SET EXERCISE - Write each line out again exactly as written.

## BEGIN DATA SHOWN

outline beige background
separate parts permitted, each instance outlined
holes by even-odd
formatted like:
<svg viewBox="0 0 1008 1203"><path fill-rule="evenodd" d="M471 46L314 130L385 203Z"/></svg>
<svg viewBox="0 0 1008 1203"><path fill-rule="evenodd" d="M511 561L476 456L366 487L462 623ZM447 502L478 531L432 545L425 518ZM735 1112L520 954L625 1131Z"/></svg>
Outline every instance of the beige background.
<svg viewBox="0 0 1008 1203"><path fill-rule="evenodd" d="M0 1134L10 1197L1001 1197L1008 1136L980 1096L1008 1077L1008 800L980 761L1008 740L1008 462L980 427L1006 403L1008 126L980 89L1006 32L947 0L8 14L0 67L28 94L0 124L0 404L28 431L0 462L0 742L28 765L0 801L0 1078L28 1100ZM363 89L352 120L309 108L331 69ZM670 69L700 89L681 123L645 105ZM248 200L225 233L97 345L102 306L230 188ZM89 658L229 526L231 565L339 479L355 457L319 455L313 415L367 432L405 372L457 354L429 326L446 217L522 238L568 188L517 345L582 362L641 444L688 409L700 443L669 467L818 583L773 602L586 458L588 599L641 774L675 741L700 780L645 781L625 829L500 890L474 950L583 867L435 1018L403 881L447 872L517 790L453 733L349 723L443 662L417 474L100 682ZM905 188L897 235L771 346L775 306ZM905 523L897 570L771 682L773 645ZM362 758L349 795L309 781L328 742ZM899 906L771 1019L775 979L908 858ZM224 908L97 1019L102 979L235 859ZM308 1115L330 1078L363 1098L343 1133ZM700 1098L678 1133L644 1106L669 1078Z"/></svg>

## END DATA SHOWN

ANSWER TO THE TASK -
outline beige background
separate parts permitted, each instance outlined
holes by even-odd
formatted like:
<svg viewBox="0 0 1008 1203"><path fill-rule="evenodd" d="M471 46L314 130L385 203Z"/></svg>
<svg viewBox="0 0 1008 1203"><path fill-rule="evenodd" d="M511 561L476 456L366 487L462 623ZM447 502L478 531L432 545L425 518ZM735 1112L520 954L625 1131Z"/></svg>
Outline every instance of the beige background.
<svg viewBox="0 0 1008 1203"><path fill-rule="evenodd" d="M0 1134L10 1197L1001 1197L1008 1136L980 1096L1008 1077L1008 800L980 761L1008 740L1008 462L980 427L1006 403L1008 126L980 89L1006 32L947 0L8 14L0 67L28 94L0 124L0 404L28 431L0 462L0 742L28 765L0 801L0 1078L28 1100ZM363 89L352 120L309 108L331 69ZM670 69L700 89L681 123L645 105ZM248 200L225 233L97 345L102 306L230 188ZM89 658L229 526L231 565L339 479L355 457L319 455L313 415L367 432L405 372L457 354L429 326L446 217L522 238L568 188L517 345L582 362L641 444L688 409L700 443L669 467L818 583L773 602L586 458L588 599L641 774L675 741L700 780L645 781L625 829L500 890L474 950L583 867L435 1018L403 881L447 872L517 790L453 733L349 723L443 662L417 474L100 682ZM905 188L897 235L771 346L775 306ZM905 523L897 570L771 682L773 645ZM362 758L349 795L309 781L328 742ZM899 906L771 1019L775 979L908 858ZM224 908L97 1019L102 979L235 859ZM308 1115L330 1078L363 1098L343 1133ZM700 1098L678 1133L644 1106L669 1078Z"/></svg>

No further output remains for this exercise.